### YOUR TASK
Copy the items below again, swapping "marker" for "pin" and leaving everything else unchanged.

(Records from a data source)

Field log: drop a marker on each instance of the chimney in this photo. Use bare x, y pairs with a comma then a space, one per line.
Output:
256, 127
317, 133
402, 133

### RESULT BELOW
Field log: drop a pin on each instance of the chimney in this photo. Use bare x, y pairs with a comma then a space, one per line.
Output:
256, 127
317, 133
402, 133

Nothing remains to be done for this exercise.